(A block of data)

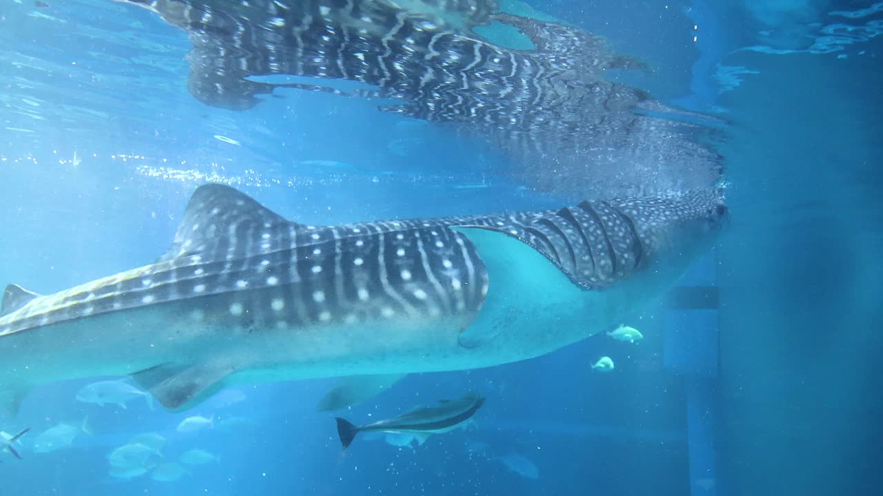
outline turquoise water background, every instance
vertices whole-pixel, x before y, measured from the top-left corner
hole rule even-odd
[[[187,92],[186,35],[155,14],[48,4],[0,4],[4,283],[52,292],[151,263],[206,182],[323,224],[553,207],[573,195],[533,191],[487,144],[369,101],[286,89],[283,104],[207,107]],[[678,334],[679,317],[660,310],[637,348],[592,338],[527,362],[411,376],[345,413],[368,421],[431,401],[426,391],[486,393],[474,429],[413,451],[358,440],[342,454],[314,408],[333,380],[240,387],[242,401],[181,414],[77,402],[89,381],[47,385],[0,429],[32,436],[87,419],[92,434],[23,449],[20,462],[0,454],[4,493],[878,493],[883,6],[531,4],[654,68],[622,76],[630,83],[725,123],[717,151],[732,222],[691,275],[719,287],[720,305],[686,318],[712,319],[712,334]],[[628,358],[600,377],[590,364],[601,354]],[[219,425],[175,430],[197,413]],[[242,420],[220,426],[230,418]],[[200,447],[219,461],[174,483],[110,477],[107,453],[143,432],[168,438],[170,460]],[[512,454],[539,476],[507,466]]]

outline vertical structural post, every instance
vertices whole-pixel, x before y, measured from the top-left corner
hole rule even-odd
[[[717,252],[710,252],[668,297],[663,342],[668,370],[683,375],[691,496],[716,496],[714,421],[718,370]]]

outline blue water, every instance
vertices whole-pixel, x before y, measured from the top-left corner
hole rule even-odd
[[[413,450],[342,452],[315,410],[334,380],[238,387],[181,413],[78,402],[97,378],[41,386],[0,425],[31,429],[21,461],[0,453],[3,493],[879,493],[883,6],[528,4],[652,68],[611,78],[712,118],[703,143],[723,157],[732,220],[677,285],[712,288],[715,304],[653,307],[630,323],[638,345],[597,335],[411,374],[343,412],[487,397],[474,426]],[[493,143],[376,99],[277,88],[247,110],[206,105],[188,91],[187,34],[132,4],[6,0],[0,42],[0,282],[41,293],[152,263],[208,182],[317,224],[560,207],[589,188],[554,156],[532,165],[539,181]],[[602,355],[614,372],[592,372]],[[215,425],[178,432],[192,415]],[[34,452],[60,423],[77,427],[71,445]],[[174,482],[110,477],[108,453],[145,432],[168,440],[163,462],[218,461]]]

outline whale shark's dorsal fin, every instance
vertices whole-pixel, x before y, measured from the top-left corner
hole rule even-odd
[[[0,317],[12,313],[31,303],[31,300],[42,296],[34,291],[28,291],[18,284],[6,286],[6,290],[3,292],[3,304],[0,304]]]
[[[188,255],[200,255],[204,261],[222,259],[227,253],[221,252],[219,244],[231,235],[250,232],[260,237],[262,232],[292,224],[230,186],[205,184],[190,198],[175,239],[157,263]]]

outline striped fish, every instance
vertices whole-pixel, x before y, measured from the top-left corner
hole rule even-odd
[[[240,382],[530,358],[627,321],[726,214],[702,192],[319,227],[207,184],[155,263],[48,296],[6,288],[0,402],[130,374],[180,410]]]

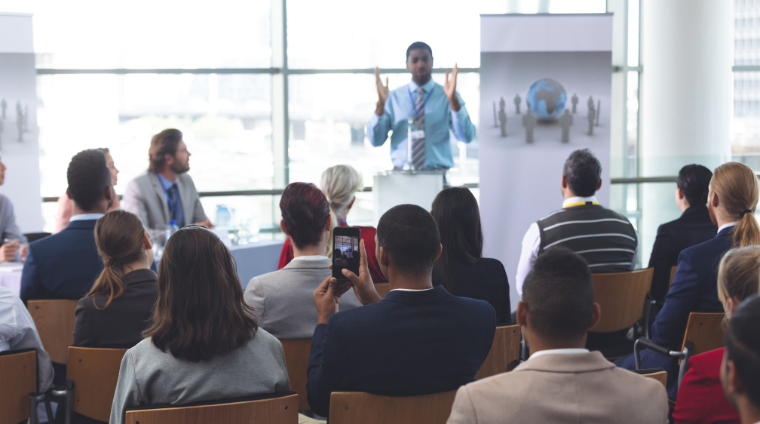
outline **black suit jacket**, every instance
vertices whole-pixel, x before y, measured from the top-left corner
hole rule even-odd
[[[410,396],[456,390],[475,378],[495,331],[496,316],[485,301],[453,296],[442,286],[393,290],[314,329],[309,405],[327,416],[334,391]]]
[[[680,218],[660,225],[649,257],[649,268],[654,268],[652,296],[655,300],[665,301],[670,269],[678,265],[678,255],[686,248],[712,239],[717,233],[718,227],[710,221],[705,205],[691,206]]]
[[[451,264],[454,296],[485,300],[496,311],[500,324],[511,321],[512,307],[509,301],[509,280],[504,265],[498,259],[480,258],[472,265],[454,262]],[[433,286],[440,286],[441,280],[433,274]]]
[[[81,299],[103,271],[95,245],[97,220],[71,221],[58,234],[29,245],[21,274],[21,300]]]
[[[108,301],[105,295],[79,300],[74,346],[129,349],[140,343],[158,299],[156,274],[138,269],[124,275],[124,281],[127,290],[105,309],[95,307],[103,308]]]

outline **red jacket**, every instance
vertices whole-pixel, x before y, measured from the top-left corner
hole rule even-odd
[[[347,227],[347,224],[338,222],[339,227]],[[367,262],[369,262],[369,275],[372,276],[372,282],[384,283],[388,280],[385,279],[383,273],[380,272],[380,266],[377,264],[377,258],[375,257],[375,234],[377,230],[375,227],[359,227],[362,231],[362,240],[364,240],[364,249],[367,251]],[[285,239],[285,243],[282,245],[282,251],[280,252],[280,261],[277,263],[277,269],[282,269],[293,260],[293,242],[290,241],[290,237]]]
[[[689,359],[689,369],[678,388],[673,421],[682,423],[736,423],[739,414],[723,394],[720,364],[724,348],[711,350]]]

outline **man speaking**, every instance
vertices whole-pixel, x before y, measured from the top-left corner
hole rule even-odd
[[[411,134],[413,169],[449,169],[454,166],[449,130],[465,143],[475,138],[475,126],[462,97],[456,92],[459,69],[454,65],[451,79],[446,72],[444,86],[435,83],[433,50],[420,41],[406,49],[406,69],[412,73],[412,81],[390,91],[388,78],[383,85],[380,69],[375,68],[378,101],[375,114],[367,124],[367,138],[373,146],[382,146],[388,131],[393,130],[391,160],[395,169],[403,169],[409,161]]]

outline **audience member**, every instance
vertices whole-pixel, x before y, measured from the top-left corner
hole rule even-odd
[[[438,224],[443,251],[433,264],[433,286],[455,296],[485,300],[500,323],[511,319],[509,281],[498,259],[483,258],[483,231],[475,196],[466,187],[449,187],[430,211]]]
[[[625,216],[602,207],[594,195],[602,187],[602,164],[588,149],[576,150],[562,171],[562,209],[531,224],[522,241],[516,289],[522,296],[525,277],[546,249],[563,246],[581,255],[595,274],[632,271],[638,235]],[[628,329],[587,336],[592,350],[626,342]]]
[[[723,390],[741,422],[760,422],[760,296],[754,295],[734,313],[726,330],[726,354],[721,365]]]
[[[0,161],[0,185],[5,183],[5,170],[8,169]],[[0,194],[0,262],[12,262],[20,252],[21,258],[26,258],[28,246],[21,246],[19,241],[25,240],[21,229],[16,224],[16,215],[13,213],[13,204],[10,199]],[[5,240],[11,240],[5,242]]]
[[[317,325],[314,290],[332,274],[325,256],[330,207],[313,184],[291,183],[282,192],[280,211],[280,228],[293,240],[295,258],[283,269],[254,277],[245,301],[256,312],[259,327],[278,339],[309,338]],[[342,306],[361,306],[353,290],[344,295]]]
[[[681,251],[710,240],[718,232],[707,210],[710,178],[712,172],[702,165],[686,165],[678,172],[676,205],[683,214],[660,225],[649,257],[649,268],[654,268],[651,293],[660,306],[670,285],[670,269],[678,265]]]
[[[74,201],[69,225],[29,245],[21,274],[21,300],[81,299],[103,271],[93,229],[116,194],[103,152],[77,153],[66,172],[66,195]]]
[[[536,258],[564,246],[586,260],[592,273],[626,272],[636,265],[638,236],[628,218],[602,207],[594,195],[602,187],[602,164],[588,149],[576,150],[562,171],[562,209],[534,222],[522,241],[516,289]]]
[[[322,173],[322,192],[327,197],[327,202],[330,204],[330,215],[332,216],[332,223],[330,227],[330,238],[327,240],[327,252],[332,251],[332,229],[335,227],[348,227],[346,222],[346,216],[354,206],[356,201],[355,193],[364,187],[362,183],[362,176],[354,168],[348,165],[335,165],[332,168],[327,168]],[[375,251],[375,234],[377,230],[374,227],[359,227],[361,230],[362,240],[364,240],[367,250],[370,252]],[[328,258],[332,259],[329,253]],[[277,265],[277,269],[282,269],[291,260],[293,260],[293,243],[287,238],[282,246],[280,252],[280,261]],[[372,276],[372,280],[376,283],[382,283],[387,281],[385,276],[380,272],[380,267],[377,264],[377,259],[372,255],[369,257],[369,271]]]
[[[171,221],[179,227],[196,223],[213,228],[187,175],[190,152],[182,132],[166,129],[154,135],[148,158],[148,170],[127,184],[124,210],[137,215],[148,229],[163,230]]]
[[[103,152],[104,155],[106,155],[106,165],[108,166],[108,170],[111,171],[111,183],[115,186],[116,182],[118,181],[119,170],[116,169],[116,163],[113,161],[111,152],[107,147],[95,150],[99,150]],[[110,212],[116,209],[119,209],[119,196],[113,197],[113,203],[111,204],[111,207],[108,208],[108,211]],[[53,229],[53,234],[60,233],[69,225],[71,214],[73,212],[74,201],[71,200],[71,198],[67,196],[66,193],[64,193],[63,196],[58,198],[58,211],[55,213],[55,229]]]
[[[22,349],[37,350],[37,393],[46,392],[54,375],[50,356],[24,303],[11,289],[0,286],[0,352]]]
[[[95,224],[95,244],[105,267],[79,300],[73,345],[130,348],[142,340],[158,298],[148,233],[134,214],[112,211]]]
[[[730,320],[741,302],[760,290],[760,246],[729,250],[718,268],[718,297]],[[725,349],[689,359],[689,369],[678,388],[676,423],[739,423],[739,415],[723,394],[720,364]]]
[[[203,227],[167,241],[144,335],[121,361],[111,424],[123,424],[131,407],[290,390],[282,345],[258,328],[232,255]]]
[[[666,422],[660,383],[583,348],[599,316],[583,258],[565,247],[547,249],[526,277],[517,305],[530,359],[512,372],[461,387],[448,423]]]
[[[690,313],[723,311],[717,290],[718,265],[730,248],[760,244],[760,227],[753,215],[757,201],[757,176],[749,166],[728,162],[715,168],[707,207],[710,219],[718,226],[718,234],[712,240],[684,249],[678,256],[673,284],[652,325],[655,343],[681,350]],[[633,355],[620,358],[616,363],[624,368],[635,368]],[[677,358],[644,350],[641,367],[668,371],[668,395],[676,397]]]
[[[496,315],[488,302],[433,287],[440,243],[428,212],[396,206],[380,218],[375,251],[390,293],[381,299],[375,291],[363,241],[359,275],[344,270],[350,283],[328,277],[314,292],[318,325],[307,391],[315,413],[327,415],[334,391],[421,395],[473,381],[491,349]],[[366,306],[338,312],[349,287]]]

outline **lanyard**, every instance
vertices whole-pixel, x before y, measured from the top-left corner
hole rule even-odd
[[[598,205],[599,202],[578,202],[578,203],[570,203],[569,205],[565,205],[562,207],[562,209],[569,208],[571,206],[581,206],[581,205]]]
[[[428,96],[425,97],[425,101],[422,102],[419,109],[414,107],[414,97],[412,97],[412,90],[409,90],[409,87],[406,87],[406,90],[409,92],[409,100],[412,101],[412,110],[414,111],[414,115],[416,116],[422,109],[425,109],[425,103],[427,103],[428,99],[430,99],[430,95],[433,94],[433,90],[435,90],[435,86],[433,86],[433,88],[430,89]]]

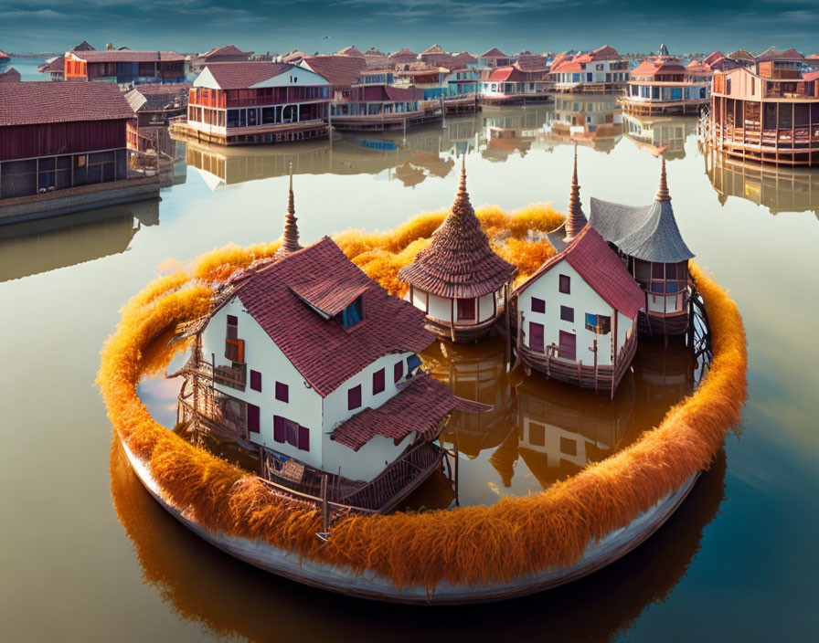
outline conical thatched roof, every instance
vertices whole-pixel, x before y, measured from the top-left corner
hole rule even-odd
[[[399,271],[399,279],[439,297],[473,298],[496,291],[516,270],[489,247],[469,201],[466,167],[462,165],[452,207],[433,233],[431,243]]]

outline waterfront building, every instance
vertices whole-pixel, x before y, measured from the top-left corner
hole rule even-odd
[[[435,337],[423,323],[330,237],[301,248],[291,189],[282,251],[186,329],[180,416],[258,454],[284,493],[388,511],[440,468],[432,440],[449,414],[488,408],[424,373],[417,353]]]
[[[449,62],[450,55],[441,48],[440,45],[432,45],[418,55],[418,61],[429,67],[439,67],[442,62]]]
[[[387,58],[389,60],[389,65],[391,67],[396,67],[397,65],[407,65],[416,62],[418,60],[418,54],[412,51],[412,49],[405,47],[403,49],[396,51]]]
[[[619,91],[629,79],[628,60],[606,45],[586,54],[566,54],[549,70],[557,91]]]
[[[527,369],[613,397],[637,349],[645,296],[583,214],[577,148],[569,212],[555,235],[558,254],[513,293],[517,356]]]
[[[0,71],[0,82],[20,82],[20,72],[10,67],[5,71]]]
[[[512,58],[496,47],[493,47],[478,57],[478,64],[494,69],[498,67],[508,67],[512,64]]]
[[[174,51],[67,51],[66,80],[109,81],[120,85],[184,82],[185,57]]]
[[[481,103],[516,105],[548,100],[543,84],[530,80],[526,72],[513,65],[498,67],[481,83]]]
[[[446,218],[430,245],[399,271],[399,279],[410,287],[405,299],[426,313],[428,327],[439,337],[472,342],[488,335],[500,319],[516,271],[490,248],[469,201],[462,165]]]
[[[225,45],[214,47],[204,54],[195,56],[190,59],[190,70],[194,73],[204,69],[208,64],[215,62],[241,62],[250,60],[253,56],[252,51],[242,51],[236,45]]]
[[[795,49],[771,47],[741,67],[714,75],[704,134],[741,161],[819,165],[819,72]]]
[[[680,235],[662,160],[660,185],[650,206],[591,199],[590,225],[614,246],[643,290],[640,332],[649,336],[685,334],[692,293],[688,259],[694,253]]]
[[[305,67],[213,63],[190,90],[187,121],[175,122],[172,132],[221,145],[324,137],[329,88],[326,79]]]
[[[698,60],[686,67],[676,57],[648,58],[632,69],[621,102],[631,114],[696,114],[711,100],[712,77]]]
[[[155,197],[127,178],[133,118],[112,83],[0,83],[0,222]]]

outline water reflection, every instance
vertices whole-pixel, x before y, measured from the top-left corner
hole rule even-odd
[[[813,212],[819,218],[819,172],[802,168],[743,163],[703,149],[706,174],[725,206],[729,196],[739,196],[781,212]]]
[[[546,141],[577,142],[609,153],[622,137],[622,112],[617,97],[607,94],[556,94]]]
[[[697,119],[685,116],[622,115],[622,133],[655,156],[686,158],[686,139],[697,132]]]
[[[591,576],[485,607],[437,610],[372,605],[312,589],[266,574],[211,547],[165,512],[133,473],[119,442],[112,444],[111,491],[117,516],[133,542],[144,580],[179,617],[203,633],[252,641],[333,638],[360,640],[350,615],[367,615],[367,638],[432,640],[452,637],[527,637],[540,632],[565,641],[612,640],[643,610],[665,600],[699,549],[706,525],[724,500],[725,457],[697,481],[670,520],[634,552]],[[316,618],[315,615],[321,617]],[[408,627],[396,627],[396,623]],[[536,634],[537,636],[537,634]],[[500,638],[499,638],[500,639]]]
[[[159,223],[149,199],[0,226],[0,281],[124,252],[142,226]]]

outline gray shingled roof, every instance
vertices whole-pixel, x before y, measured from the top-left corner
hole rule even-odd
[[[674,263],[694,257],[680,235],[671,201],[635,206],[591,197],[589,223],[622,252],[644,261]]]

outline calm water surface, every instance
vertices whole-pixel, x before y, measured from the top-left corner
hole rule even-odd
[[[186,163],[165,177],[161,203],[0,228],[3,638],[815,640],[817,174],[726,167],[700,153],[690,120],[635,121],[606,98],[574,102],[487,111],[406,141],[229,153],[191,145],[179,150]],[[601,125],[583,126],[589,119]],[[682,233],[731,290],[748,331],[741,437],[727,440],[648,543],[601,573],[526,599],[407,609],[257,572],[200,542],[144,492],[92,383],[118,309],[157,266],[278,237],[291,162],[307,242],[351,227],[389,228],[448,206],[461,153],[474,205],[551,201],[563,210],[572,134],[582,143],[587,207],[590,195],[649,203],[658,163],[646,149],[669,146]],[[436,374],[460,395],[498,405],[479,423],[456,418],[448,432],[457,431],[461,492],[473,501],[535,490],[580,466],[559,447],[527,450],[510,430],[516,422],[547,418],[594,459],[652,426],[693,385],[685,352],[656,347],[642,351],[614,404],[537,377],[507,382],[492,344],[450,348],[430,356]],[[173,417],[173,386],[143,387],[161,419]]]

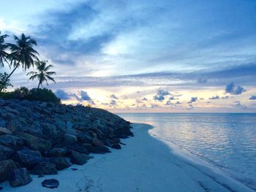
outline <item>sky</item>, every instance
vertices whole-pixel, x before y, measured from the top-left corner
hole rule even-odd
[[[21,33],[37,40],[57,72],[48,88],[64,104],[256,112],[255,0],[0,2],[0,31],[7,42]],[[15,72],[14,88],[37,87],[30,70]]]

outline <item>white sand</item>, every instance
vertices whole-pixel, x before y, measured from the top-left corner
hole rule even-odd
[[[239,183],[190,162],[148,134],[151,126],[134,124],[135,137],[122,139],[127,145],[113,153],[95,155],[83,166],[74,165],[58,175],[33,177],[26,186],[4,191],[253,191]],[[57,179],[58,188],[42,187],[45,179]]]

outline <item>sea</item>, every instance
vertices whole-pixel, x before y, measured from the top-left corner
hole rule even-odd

Short exercise — No pictures belong in the copy; quote exactly the lines from the line containing "outline gray shingled roof, every instance" through the final line of the material, both ends included.

Task response —
outline gray shingled roof, every instance
vertices whole-pixel, x before y, measured from the top-left corner
hole rule even-odd
[[[674,263],[694,257],[680,235],[671,201],[635,206],[591,197],[589,223],[622,252],[644,261]]]

outline calm water surface, every instance
vertices whole-pixel, x before y, measured from the top-left corner
hole rule even-odd
[[[186,163],[165,177],[161,203],[0,228],[3,638],[815,640],[817,174],[726,167],[700,153],[690,120],[635,121],[606,98],[574,102],[487,111],[406,141],[229,153],[191,145],[179,150]],[[601,125],[583,126],[589,119]],[[682,233],[731,290],[748,331],[741,437],[727,440],[648,543],[601,573],[526,599],[407,609],[257,572],[200,542],[144,492],[92,383],[118,309],[157,266],[278,237],[291,162],[307,242],[351,227],[389,228],[448,206],[461,153],[474,205],[551,201],[563,210],[572,134],[582,143],[587,207],[590,195],[649,203],[658,163],[646,149],[669,146]],[[436,374],[460,395],[498,405],[479,423],[456,418],[448,432],[457,431],[461,492],[473,501],[535,490],[580,466],[559,447],[527,450],[510,430],[516,422],[547,418],[594,459],[652,426],[693,385],[685,352],[656,347],[642,351],[614,404],[537,377],[507,382],[492,344],[450,348],[430,356]],[[173,417],[173,386],[143,387],[161,419]]]

outline <item>sky</item>, every instance
vertices whole-pixel, x before y, measured from the top-left corner
hole rule even-odd
[[[21,33],[37,40],[57,72],[48,88],[64,104],[256,112],[255,0],[0,2],[0,31],[7,42]],[[15,72],[14,88],[37,87],[30,70]]]

outline <item>white sand</item>, every instance
vertices whole-pixel, x before y, measured from the top-left corner
hole rule even-odd
[[[239,183],[190,162],[148,134],[151,126],[134,124],[135,137],[122,139],[127,145],[113,153],[95,155],[83,166],[74,165],[58,175],[33,177],[26,186],[4,191],[253,191]],[[57,179],[58,188],[42,187],[45,179]]]

outline <item>sea</item>, every instance
vertices whole-pixel, x before y, measured from the top-left corner
hole rule even-odd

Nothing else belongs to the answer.